START TEXT SEGMENT

Even though smoking appears far less frequently in U.S. television shows than it used to, its portrayal may still be triggering the urge in adult smokers, according to a new study.
Researchers reviewed patterns in TV smoking over more than 50 years and found that they tracked with changes in adult tobacco use, suggesting that even established smokers are influenced to light up by seeing it done on the small screen.
"Movie tobacco cues promoting smoking initiation in teens have been extensively covered in the literature, but this paper emphasizes that TV programming-promoted tobacco has been understudied and may be important as well," said lead study author Patrick E. Jamieson of the Annenberg Public Policy Center at the University of Pennsylvania in Philadelphia.
An effective cue "should promote smoking initiation, reinforce a current smoking habit and make it harder for smokers to quit," he told Reuters Health in an email, and smoking on television appears to fit that bill.
For the new study, Jamieson and a colleague noted instances of tobacco use in prime-time TV dramas between 1955 and 2010. They compared these numbers to U.S. adult smoking rates over the same period.
Over the 55 years studied, smoking in real life and on TV both declined. Between 1955 and 1964 there was an average of almost three tobacco appearances per hour in the primetime dramas, which declined to less than one every three hours between 2001 and 2010.
For every additional tobacco appearance per hour of TV, the researchers found, each U.S. adult smoker consumed about two more packs of cigarettes per year.
Using an economic model, the authors determined that it was more likely TV smoking instances were influencing real-life smoking levels, rather than the other way around.
"The same-year TV tobacco portrayal predicted the same-year and the following-year adult cigarette consumption," but there was no year lag in the other direction, Jamieson said.
The declining appearance of tobacco on TV has happened alongside a similar decline in movies, the authors note.
Cigarette prices increased steadily over the study period, which also probably deterred some smokers. Decreasing TV portrayals of tobacco use seemed to have about half the power of increasing cigarette prices in discouraging smoking, according to the results published in the journal Tobacco Control.
Cigarettes haven't been advertised on television since a 1971 ban, but they continue to appear in the programming itself at producers' discretion.
Although the current study did not test whether showing cigarettes on TV would directly influence viewers, the authors do theorize that seeing tobacco on TV could trigger cravings in adult smokers.

END TEXT SEGMENT
START INFORMATION

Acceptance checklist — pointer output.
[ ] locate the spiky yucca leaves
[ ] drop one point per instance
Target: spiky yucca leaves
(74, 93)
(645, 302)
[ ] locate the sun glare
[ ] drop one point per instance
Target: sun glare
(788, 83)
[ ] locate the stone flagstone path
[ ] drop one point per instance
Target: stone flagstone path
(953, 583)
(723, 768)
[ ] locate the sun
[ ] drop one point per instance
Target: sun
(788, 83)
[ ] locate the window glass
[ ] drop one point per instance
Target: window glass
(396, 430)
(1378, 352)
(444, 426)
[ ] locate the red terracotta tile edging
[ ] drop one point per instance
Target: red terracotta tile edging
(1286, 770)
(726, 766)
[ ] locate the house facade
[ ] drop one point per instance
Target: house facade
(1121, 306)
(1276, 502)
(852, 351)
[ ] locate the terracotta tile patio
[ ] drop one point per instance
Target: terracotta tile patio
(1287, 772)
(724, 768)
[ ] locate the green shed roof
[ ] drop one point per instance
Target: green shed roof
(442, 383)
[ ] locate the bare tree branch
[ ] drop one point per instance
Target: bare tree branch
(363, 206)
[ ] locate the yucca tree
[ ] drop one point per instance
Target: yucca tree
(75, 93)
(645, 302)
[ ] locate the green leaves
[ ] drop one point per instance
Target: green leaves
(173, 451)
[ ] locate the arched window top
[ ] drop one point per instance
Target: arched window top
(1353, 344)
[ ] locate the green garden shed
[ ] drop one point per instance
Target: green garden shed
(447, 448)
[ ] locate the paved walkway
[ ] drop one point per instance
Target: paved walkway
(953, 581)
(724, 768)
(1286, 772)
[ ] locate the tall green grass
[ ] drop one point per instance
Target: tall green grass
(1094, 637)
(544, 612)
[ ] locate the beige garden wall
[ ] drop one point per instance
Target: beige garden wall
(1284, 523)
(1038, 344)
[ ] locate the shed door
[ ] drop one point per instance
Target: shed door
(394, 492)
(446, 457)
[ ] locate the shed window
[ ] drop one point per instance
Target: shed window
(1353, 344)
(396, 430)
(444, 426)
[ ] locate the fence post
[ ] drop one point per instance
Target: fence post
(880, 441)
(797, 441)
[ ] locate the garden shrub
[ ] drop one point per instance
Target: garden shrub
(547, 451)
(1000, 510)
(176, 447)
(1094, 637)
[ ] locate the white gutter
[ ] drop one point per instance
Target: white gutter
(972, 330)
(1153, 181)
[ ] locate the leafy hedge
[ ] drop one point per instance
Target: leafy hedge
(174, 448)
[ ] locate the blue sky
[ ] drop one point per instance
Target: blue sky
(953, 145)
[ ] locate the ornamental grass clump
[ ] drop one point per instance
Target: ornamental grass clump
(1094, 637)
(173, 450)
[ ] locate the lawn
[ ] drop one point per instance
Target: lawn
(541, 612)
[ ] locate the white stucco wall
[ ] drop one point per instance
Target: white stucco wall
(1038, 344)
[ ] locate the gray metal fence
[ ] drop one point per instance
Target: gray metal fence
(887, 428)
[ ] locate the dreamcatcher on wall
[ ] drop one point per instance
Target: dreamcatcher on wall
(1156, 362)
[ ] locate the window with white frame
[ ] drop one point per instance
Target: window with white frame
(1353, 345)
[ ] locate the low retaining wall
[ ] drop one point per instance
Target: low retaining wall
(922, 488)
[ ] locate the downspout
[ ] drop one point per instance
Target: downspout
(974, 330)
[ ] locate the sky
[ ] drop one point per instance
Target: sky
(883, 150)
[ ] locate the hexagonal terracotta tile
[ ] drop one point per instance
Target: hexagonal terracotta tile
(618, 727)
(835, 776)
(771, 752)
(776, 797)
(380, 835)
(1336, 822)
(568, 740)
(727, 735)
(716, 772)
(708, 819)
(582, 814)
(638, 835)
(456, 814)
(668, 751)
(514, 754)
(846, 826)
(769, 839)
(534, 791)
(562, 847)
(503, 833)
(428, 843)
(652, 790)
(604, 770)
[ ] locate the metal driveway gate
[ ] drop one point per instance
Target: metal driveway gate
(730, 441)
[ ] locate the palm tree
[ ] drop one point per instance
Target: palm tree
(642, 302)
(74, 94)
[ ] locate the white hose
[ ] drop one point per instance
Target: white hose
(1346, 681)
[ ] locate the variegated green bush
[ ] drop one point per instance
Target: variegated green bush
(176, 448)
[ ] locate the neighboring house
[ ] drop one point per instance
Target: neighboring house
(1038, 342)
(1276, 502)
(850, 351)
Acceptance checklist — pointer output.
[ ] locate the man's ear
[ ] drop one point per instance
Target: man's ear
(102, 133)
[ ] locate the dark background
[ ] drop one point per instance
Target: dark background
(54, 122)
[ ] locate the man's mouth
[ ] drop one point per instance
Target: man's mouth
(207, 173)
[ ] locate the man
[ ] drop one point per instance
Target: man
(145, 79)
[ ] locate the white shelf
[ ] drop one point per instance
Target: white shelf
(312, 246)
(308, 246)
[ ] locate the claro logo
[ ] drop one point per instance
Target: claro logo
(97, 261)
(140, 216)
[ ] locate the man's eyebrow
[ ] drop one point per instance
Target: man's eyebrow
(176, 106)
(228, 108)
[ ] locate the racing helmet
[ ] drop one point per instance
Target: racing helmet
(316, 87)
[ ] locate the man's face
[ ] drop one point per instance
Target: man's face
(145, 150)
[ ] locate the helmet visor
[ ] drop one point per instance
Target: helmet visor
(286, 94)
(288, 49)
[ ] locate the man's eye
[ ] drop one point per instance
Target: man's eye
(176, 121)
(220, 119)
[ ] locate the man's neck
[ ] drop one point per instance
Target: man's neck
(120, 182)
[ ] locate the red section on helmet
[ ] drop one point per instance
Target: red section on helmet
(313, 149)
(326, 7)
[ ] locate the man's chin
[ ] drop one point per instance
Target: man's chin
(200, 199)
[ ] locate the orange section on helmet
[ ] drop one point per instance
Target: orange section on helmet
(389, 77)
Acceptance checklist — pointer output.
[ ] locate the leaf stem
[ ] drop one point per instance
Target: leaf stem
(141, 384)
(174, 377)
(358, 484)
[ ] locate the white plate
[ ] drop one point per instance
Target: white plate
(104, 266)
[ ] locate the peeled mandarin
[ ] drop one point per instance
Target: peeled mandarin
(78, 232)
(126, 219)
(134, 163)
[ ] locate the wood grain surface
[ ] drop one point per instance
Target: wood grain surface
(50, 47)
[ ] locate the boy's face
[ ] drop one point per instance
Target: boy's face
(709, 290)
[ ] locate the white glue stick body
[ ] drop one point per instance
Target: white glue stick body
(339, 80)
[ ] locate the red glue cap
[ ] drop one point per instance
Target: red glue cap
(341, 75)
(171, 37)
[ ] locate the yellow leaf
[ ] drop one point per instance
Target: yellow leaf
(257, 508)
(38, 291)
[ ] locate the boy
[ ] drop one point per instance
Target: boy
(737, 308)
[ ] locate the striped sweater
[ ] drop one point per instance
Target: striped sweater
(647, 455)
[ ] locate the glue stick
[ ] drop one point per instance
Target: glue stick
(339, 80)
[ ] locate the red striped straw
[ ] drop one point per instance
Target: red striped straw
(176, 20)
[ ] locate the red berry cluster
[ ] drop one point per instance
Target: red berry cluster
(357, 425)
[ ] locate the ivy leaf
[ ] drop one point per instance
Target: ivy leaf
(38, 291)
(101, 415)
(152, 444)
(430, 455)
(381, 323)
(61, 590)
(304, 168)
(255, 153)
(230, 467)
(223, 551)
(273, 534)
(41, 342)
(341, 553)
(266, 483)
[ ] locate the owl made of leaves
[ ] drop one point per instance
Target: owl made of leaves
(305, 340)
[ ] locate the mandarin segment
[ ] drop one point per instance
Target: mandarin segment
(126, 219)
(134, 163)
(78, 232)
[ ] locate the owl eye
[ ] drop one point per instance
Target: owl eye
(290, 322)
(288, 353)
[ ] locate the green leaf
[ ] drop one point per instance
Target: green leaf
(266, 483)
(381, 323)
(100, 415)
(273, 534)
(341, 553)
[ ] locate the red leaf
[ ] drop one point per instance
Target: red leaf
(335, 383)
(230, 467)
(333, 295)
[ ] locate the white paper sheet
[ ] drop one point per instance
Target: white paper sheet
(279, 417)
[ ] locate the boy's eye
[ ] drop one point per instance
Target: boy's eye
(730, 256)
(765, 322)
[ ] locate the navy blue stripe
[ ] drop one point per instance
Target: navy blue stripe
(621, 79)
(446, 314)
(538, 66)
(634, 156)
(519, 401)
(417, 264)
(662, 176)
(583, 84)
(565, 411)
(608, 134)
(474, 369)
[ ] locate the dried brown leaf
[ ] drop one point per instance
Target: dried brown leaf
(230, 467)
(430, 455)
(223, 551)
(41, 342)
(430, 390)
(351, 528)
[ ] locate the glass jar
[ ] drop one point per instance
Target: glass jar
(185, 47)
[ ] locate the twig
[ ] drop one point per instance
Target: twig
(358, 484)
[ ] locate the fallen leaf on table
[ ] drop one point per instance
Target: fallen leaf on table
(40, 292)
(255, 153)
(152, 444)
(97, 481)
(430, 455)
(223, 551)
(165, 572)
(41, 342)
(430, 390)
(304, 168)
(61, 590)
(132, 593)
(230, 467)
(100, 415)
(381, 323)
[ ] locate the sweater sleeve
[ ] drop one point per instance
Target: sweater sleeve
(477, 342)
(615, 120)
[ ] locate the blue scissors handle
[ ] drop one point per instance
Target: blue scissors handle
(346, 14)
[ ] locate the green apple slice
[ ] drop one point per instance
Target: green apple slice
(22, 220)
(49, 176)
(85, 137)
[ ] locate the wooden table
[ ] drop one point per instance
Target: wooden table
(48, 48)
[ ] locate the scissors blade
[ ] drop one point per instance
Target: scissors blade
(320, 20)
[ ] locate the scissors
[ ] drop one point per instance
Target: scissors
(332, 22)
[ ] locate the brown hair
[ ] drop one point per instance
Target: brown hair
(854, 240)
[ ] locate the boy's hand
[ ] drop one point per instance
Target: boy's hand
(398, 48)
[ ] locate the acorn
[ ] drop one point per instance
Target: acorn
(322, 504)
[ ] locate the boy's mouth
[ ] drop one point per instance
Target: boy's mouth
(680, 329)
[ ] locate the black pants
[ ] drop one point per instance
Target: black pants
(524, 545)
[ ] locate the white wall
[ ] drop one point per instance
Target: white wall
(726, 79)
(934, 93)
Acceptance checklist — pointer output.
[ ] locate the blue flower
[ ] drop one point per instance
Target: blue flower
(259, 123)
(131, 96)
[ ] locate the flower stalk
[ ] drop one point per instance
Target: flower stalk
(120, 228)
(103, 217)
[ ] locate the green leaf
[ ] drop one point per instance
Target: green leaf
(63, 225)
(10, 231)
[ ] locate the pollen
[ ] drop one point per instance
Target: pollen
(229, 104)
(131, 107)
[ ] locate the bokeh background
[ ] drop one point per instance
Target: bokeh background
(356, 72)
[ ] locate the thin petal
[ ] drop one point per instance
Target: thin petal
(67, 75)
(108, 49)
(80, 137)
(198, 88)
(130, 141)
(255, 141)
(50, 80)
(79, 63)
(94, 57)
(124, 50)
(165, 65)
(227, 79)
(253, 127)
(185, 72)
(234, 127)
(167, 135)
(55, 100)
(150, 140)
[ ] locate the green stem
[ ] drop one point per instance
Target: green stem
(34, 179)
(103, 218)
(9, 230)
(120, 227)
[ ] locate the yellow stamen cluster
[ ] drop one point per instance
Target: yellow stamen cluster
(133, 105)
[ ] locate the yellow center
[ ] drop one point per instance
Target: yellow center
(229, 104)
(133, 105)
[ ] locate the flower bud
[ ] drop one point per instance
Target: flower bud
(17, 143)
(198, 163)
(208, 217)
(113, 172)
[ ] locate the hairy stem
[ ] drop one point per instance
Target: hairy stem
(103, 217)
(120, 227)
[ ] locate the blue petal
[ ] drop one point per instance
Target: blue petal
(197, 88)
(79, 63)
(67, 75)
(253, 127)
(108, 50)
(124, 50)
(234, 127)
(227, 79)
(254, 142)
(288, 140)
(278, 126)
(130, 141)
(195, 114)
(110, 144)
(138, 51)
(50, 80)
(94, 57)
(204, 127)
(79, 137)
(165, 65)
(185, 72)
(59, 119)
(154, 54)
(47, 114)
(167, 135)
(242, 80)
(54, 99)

END INFORMATION

§ PROBLEM A:
Answer these questions using the TV smoking article:
(i) Between which two years were the prime-time TV dramas in the study broadcast?
(ii) In what year did the ban on television cigarette advertising take effect?
(iii) In which journal were the results published?
§ PROBLEM B:
Resume the TV smoking article after its final sentence, keeping to its subject and style.
None of the rows are needed for the work here.

§ FINAL ANSWER A:
(i) 1955 and 2010
(ii) 1971
(iii) Tobacco Control

§ FINAL ANSWER B:
Experts suggested that TV could be an important trigger, of which both smokers and former smokers should be aware.
"There is a concern that seeing smoking on TV may cause adults to both re-start smoking after they have quit and keep them from quitting," said Kristin Carson, senior medical research scientist for respiratory medicine at The Queen Elizabeth Hospital in Adelaide, South Australia.
"Seeing someone else smoke has been reported as a trigger for many smokers and ex-smokers," Carson, who was not involved in the new research, told Reuters Health in an email.
Dr. Roger Thomas of the Department of Family Medicine at the University of Calgary in Alberta, Canada, agreed.
"This is a very strong study methodologically," he told Reuters Health.
Quitting is often a long process with many relapses, since cravings can be triggered by stress, said Thomas, who was not involved in the study but administers tobacco counseling to his patients regularly.
"We advise people not to go to places where people smoke, to avoid the stimulus," he said. "We know there are very strong triggers."
Of course TV viewers don't know when tobacco is going to show up in their favorite programs, he said, but when it does, they should avert their gaze, and always be aware of subliminal messaging.
"Given how powerful a tobacco control tool raising tobacco prices is, I would like to see the tobacco prices continue to rise and producers and writers continue to voluntarily portray less tobacco, to not romanticize it, or if it is portrayed, show more of the problematic consequences of using it," Jamieson said.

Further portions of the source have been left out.